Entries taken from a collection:
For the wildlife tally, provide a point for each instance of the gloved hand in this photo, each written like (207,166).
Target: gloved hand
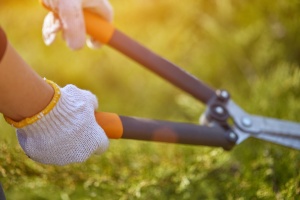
(68,18)
(68,133)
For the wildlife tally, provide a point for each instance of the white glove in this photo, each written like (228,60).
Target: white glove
(68,17)
(68,133)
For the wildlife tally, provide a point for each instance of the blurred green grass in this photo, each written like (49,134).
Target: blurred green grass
(251,48)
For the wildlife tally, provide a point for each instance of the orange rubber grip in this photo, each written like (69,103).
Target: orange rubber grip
(100,29)
(111,124)
(97,27)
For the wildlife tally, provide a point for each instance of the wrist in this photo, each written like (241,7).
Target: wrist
(39,115)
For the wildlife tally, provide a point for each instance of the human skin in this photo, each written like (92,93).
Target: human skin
(23,93)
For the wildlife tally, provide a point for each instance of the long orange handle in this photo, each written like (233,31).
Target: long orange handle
(97,27)
(111,124)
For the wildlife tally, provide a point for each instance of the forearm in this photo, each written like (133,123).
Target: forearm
(23,93)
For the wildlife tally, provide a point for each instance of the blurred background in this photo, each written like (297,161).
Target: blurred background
(250,48)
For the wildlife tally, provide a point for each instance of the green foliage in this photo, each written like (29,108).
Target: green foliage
(250,48)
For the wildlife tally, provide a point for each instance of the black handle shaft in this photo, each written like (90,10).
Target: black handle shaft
(173,132)
(161,66)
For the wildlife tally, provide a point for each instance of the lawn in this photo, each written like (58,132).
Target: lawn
(250,48)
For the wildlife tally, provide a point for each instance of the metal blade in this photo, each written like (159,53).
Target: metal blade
(281,132)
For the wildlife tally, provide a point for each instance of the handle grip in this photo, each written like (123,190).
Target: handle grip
(96,26)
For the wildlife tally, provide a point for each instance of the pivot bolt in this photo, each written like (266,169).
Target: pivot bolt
(246,121)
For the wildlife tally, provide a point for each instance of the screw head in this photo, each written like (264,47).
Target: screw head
(219,110)
(246,121)
(232,135)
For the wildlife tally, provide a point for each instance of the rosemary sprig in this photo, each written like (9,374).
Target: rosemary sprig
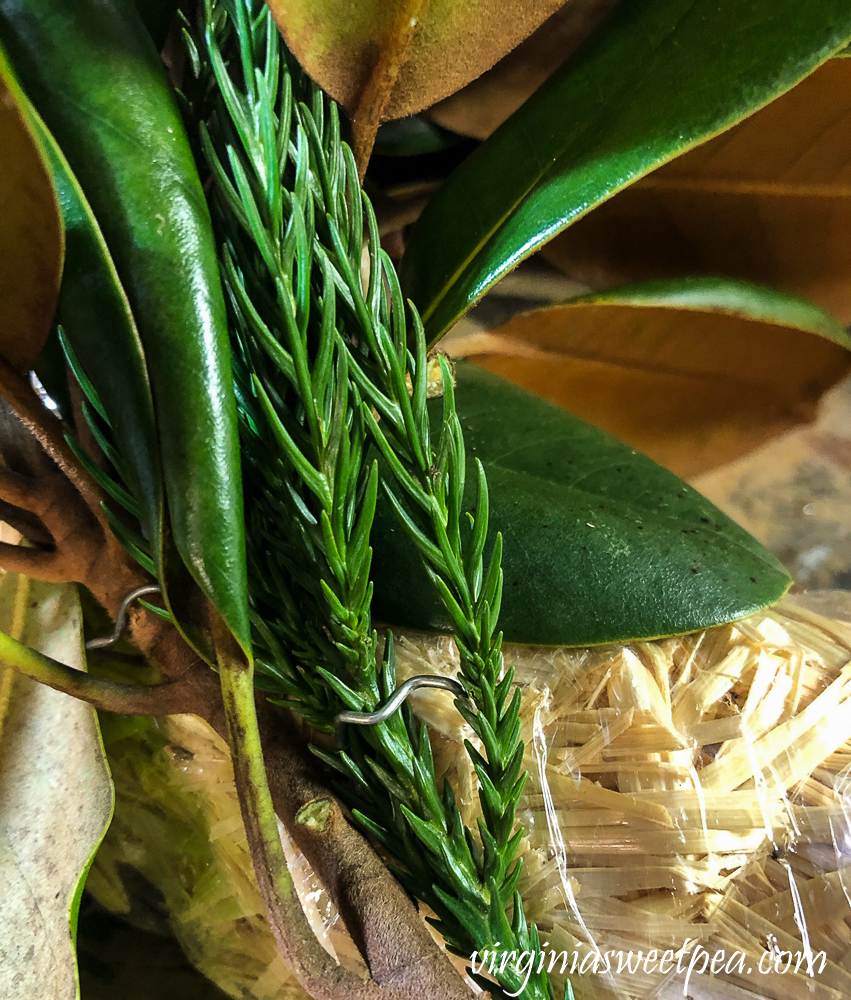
(328,379)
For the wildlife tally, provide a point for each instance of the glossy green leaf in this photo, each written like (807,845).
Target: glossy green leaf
(96,318)
(56,797)
(31,238)
(658,78)
(600,543)
(693,372)
(95,77)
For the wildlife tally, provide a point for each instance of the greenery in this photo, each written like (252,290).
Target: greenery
(322,371)
(257,419)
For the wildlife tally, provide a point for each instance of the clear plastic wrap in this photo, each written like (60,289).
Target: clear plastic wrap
(686,816)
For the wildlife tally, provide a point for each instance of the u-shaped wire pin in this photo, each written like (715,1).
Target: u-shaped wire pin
(383,712)
(120,627)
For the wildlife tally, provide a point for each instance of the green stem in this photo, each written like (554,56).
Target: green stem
(314,968)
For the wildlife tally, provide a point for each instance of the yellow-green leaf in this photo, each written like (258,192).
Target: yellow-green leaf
(56,798)
(30,232)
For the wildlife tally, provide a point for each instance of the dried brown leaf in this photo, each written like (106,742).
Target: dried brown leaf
(690,389)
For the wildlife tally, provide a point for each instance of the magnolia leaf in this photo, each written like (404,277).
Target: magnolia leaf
(600,543)
(154,219)
(384,59)
(56,797)
(768,201)
(692,372)
(483,105)
(654,81)
(31,240)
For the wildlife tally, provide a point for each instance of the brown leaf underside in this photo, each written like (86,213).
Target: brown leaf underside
(769,201)
(691,390)
(383,60)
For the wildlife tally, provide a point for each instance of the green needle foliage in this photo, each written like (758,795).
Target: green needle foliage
(332,380)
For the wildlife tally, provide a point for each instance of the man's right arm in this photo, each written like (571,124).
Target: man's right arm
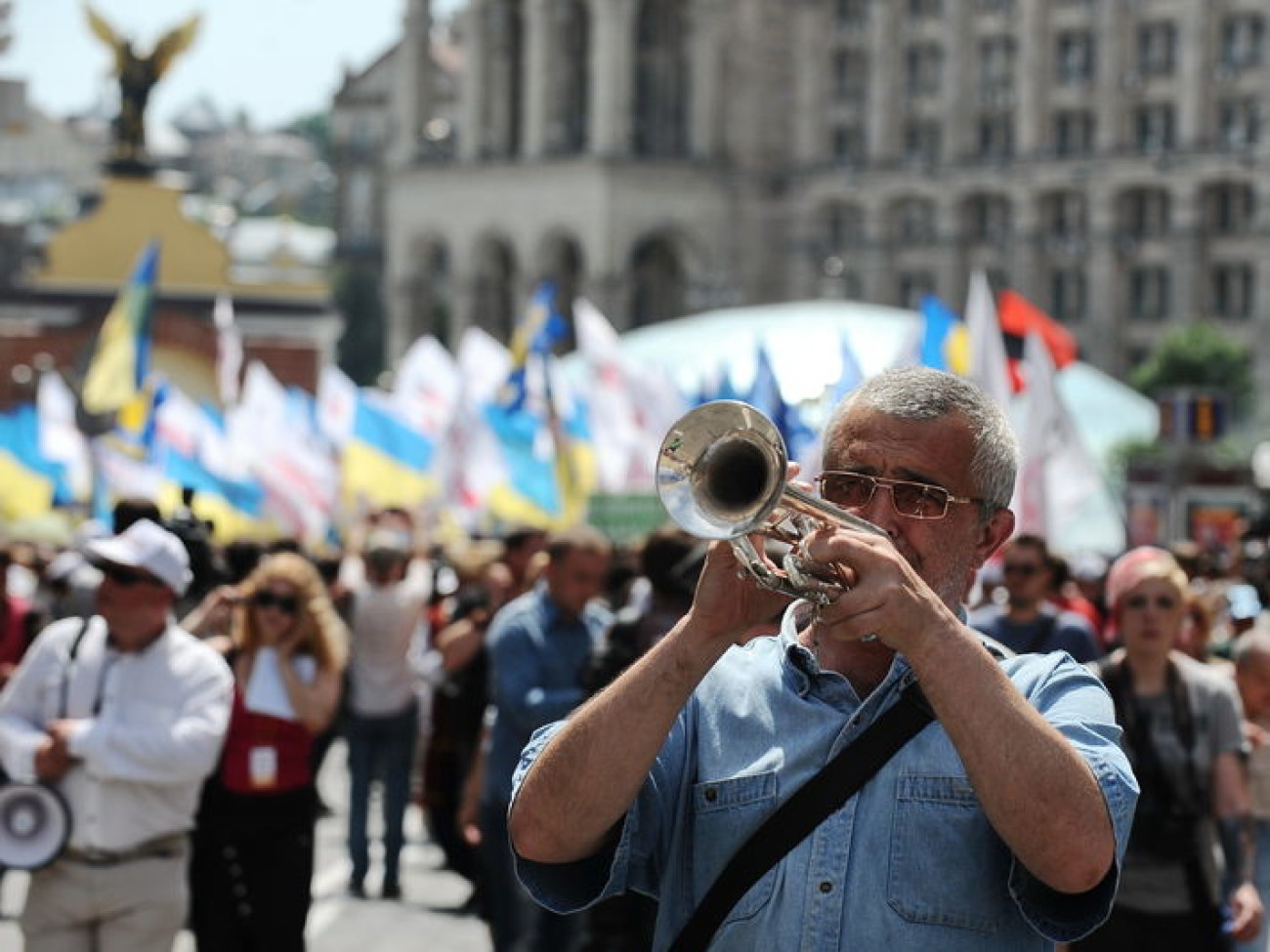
(591,772)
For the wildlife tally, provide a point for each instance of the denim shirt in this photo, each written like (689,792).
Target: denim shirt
(537,660)
(909,863)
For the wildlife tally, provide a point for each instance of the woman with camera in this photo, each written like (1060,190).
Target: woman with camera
(253,857)
(1186,883)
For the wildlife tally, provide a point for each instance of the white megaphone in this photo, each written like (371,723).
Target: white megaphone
(34,825)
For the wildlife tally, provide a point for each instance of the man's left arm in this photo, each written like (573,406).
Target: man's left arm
(179,749)
(1039,794)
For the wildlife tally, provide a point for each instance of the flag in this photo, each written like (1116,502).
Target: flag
(540,329)
(386,461)
(60,438)
(945,344)
(287,456)
(614,415)
(426,388)
(30,482)
(766,394)
(121,355)
(1058,476)
(1020,316)
(990,364)
(229,351)
(470,460)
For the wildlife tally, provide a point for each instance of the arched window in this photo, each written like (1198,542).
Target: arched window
(567,130)
(656,282)
(660,80)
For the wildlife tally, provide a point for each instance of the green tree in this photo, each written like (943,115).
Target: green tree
(317,128)
(1199,355)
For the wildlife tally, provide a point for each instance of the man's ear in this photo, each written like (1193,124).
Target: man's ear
(995,533)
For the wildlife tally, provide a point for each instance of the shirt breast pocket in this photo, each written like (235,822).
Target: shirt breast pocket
(725,812)
(948,866)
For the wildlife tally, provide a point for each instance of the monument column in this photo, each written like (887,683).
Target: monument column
(706,30)
(534,81)
(411,93)
(471,138)
(611,63)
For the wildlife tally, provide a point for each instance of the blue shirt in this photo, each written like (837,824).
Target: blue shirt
(910,862)
(537,660)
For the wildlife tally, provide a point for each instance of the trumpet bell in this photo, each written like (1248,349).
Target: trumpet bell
(722,470)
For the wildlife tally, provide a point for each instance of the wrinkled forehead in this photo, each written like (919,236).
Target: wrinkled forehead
(865,436)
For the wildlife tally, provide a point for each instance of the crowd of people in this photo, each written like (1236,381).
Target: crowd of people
(597,727)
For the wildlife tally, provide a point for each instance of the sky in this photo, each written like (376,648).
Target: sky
(275,59)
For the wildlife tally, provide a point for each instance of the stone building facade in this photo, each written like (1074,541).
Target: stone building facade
(1109,159)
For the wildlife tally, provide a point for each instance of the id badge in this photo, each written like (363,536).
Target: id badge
(263,766)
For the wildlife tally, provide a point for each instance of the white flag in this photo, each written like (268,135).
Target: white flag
(990,367)
(1058,476)
(60,438)
(614,426)
(427,386)
(229,351)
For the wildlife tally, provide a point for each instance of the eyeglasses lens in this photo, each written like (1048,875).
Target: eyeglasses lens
(287,604)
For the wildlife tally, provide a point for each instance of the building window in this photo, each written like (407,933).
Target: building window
(1232,288)
(1063,215)
(912,287)
(851,13)
(922,143)
(987,219)
(914,221)
(1239,123)
(1067,295)
(1230,208)
(1157,49)
(1150,293)
(995,136)
(925,9)
(1074,58)
(850,72)
(997,68)
(849,146)
(922,70)
(1074,134)
(1155,128)
(1244,41)
(1144,214)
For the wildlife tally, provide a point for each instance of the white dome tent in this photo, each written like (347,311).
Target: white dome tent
(804,344)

▶ **WHAT YOU HAVE TO DO**
Repeat the entries exactly and keep the pictures out of the copy.

▶ **WRITTEN ANSWER**
For the wildlife tally, provide a point for each instance of the gloved hand in this photo, each written like (207,166).
Target: gloved hand
(68,18)
(68,133)
For the wildlife tally, provide a point for each instance of the white glove in this photo, each written like (228,60).
Target: white glove
(68,17)
(68,133)
For the wildlife tally, provide a point for each instance of the blurred green grass in this photo, each written like (49,134).
Target: blurred green grass
(251,48)
For the wildlife tally, provide a point for each instance of the orange rubber grip in this photo, each written like (69,103).
Target: orange rubber grip
(100,29)
(111,124)
(97,27)
For the wildlife tally, provide a point for each instance of the wrist in this photo, each written like (241,7).
Target: wrist
(39,115)
For the wildlife tally, provide a point for each instance of the human skin in this photo, each written like (92,93).
Target: human skin
(23,93)
For the wildlife tally, provide a point for each instance of the long orange handle in this photo, each written like (233,31).
Target: long orange handle
(97,27)
(111,124)
For the wildlife tally, provide a point for each instance of the forearm in this photo, each written like (133,123).
Target: forearm
(23,93)
For the wildlife tally, provide a point for each instance of the blurred background in this photo, each written like (297,161).
Target: blurred background
(250,48)
For the wildlife tally, provide a point for each instance of the green foliage in this photo, each written like (29,108).
Target: green foliage
(250,48)
For the wildlife tally, provide a point for each instance of the black handle shaft in this photo, each written like (90,10).
Target: black handle shaft
(173,132)
(161,66)
For the wildlife tally, provide a point for each instance of the lawn in this photo, each written like (58,132).
Target: lawn
(250,48)
For the wildlife tally, provide a point for each instance of the metal blade in this photo, each written like (159,53).
Target: metal blade
(281,132)
For the wildlife tally, provide a point for each instance of the handle grip in this photo, each written like (123,190).
Target: handle grip
(96,26)
For the wildlife tally, provide a point for each instance of the pivot bolt in this photo, each written like (266,169).
Target: pivot bolt
(246,121)
For the wildlife tally, provide a point for each instance of the screw head in this photo, each written like (264,47).
Target: screw head
(219,110)
(246,121)
(232,135)
For the wildlife tally, provide a point for each instance of the rosemary sprig in this photo, each written like (9,374).
Target: rosemary sprig
(328,379)
For the wildlife tally, provide a point for each instance of the glossy green leaf in this photo, each written like (807,845).
Target: glossy green leaf
(96,318)
(56,797)
(31,238)
(658,78)
(600,543)
(693,372)
(95,77)
For the wildlife tally, provide a point for each instance of the greenery in this photo, each written like (252,290).
Target: greenery
(322,371)
(257,419)
For the wildlife tally, provide a point for each instance of the clear plastic wrap in this photo, each written like (60,289).
Target: clear plastic wrap
(686,816)
For the wildlife tally, provide a point for each instance of the u-shaped wire pin in this photo, each written like (715,1).
Target: u-shaped wire pin
(383,712)
(120,627)
For the wildlife tally, provide a point for each instance of the green stem in this photo, each written like (554,56).
Target: green stem
(314,968)
For the wildlife tally, provide a point for each instance of the yellow-green leaf in this photo, each written like (258,192).
Target: yellow-green leaf
(56,798)
(30,232)
For the wildlife tally, provide a point for each instance of the dried brown leaf in this photo, each written like (106,742).
Target: dried brown leaf
(690,389)
For the wildlife tally, provide a point for each instance of the magnolia leaf in this photo, each written like (404,277).
Target: magnolia leaf
(600,543)
(154,219)
(384,59)
(56,797)
(768,201)
(692,372)
(483,105)
(654,81)
(31,240)
For the wildlife tally, provide a point for each instance of the brown leaf underside in this photo, each written like (86,213).
Target: brown leaf underside
(769,201)
(691,390)
(383,60)
For the wildlife tally, provide a point for each instance of the green needle foliage in this photo, each written like (758,795).
Target: green needle foliage
(332,380)
For the wildlife tally, provide a point for each instance of the man's right arm in this photo, each written like (571,124).
Target: man's right arm
(591,772)
For the wildlife tally, provide a point for each instance of the denim shirt in this photo, each written like (689,792).
Target: denim shirt
(537,660)
(909,863)
For the wildlife tally, provide a point for each instance of the woman with camera in this photo, each written like (1060,190).
Target: woman with camera
(253,857)
(1186,883)
For the wildlife tally, provide a point for each instance of the white megaphone in this photo, each written like (371,723).
Target: white megaphone
(34,825)
For the wildlife tally, provide a point for each instance of the man's left arm in this photo, each written like (573,406).
Target: man's left arm
(179,749)
(1039,794)
For the wildlife tally, provide a point for each instance of the flag in this photo, each written like (1116,502).
Target: flag
(540,329)
(386,461)
(60,438)
(945,344)
(287,456)
(614,415)
(426,388)
(30,482)
(766,394)
(121,355)
(1058,476)
(1020,316)
(990,364)
(229,351)
(470,460)
For the wildlife tally, provide a point for each instance of the arched window in this photo, each written like (1198,542).
Target: arched window
(567,130)
(656,282)
(660,80)
For the wildlife tally, provide a point for each instance of the green tree in this photo, each written like (943,115).
Target: green tree
(317,128)
(1199,355)
For the wildlife tally, provide a point for each instance of the man's ear in this photo, each written like (1193,124).
Target: man's ear
(995,533)
For the wildlife tally, provide a point for each instance of the shirt breast pocket in this photo, each written like (235,822).
Target: shirt breast pocket
(725,812)
(948,866)
For the wildlife tally, provide a point for each instance of the monument column in this photo, each written like (887,683).
Target: monument column
(706,30)
(534,81)
(411,93)
(471,138)
(611,63)
For the wildlife tally, provide a point for each instance of the blue shirt in this photo, each written like (837,824).
Target: blue shirt
(910,862)
(537,660)
For the wildlife tally, provide a point for each instance of the trumpet bell in this photo, each written like (1248,349).
Target: trumpet bell
(722,470)
For the wildlife tally, provide a point for each instance of the wrinkled forehead in this photo, each written like (919,236).
Target: wrinkled forehead
(865,436)
For the wildlife tally, provide a point for each instance of the crowd of people in this photo, each written like (1236,381).
Target: crowd of people
(597,727)
For the wildlife tally, provide a point for each instance of the sky in this photo, each written like (376,648).
Target: sky
(275,59)
For the wildlife tally, provide a point for each instance of the stone building facade in this photo, each written like (1074,541).
Target: stone building facade
(1109,159)
For the wildlife tally, provide a point for each instance of the id badge in this photo, each written like (363,536).
Target: id badge
(263,766)
For the wildlife tally, provide a point for each instance of the white flag in this photo, each written like (268,135).
Target: white flag
(990,367)
(1058,476)
(60,438)
(614,426)
(427,386)
(229,351)
For the wildlife tally, provide a point for each instance of the eyeglasses lens in this photo, each written like (1048,875).
Target: eyeglasses lens
(287,604)
For the wildlife tally, provide a point for each instance of the building window in this photo, each written like (407,933).
Target: building window
(1232,288)
(1063,215)
(912,287)
(851,13)
(922,143)
(987,219)
(914,221)
(1239,123)
(1067,295)
(1230,208)
(1157,49)
(1150,293)
(995,136)
(925,9)
(1074,58)
(850,72)
(997,68)
(849,146)
(922,70)
(1074,134)
(1155,128)
(1244,41)
(1144,214)
For the wildlife tally, provide a point for each instance of the white dome tent in this photo, each written like (347,311).
Target: white dome tent
(804,344)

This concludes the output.